Challenge: Here are some records. Copy each one exactly.

Task material:
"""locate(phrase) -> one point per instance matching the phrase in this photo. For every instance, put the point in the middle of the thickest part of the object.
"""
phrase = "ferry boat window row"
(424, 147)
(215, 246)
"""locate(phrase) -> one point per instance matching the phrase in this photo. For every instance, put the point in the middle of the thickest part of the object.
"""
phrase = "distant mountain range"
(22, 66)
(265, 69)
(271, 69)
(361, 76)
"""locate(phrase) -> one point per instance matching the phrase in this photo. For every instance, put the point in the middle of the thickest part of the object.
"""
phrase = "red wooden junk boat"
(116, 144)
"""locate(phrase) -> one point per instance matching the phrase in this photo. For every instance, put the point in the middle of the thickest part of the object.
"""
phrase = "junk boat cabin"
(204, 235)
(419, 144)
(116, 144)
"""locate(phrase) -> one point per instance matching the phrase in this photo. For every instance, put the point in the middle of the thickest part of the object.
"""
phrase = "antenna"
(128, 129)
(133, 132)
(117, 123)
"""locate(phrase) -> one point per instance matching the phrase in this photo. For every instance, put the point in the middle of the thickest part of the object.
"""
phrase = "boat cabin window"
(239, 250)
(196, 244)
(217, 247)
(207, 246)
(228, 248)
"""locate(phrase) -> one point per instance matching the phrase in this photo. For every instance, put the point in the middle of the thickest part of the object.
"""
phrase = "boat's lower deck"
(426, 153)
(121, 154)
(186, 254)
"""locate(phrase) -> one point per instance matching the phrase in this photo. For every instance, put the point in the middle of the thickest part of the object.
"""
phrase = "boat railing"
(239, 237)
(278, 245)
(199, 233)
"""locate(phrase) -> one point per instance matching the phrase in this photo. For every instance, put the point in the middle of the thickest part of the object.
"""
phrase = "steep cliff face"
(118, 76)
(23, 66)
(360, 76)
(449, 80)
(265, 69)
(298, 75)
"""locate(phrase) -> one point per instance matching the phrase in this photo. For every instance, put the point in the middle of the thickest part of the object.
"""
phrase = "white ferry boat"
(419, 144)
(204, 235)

Response to the exercise:
"""locate(phrase) -> one point per instance matching the phrase in this photo. For every instance, put the point in the middle of the thickest part of the object.
"""
phrase = "ferry boat window row"
(424, 147)
(215, 246)
"""locate(phrase) -> one point per instance matching the phrase in this photo. For every instance, put the point in the middle of the thickest part of the object.
"""
phrase = "distant mountain range"
(22, 66)
(265, 69)
(271, 69)
(361, 76)
"""locate(phrase) -> one point per instance matching the phrase in this photo. For every instance, put the point in the middle of the thickest part of the object.
"""
phrase = "red wooden junk boat"
(116, 144)
"""locate(phrase) -> one point per instance matching the phrase in this photo. For every instance, put the point in the middle of the thickest part of the object.
"""
phrase = "junk boat cabin"
(204, 235)
(419, 144)
(116, 144)
"""locate(phrase) -> one point per instance matching the phrase in this photo. For every instance, put the point in the middle of the thickest part of the object.
"""
phrase = "antenna"
(128, 129)
(133, 132)
(117, 123)
"""locate(phrase) -> one point per instance matching the phrase in this photo. For every instance, put the point in the middle of the thickest part of the object.
"""
phrase = "boat cabin window"
(239, 250)
(196, 244)
(217, 247)
(207, 246)
(228, 248)
"""locate(phrase) -> one point per instance matching the phrase in this photo. For every instance, put the point in the middle of the thickest part of the object.
"""
phrase = "boat's lower deck"
(426, 153)
(121, 154)
(186, 254)
"""locate(phrase) -> one point per instance matching the phrase in this photo. For every instance, put the point in the middle of the thickest part of the object.
"""
phrase = "boat railing"
(239, 237)
(278, 245)
(199, 233)
"""locate(phrase) -> one point per instance matching the phrase in this photo. For every instance, put the point in the middle of the thickest part of the object.
"""
phrase = "steep cliff face"
(118, 76)
(23, 66)
(360, 76)
(449, 80)
(265, 69)
(298, 75)
"""locate(phrase) -> one point per instance matching the phrase in this photo. For every instance, put the point in the middle of the thickest part of the object.
"""
phrase = "white ferry boat"
(419, 144)
(204, 235)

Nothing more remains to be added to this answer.